### WHAT THE TASK REQUIRES
Beginning with the line that has "107L37 106L42 111H49L54", reproduce each remaining line of the data exactly, down to and including the last.

++++ MATERIAL FOR THIS EXERCISE

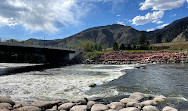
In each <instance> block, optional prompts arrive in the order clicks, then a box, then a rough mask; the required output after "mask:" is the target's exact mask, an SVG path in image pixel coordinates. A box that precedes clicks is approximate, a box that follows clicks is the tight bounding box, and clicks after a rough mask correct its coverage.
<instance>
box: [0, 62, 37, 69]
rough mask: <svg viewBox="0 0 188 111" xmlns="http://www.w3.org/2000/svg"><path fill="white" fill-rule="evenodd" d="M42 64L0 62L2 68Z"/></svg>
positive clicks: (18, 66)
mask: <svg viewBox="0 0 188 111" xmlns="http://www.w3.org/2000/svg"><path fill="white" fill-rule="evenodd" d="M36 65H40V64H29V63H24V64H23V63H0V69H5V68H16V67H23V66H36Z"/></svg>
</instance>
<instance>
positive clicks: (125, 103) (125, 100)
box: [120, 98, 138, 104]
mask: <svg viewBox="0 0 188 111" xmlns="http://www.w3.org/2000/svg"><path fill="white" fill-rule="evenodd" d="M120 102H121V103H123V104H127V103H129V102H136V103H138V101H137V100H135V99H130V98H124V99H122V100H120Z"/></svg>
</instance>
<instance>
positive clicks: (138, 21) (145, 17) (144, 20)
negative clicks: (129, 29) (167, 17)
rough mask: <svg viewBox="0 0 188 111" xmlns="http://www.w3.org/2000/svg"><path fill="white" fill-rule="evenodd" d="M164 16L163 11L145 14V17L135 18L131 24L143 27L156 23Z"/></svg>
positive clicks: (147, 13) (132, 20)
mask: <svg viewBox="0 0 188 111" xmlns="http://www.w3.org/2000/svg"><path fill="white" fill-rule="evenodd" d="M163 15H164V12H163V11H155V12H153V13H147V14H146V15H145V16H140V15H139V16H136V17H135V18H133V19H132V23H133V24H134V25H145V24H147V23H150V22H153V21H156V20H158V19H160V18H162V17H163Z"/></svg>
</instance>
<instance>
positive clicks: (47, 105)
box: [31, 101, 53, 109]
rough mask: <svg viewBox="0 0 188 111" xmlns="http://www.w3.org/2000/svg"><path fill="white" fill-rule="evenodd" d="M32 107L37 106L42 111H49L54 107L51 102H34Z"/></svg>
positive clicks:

++++++++

### WRITTEN SOLUTION
rough mask: <svg viewBox="0 0 188 111" xmlns="http://www.w3.org/2000/svg"><path fill="white" fill-rule="evenodd" d="M32 107L37 106L42 111H49L54 107L51 102H34Z"/></svg>
positive clicks:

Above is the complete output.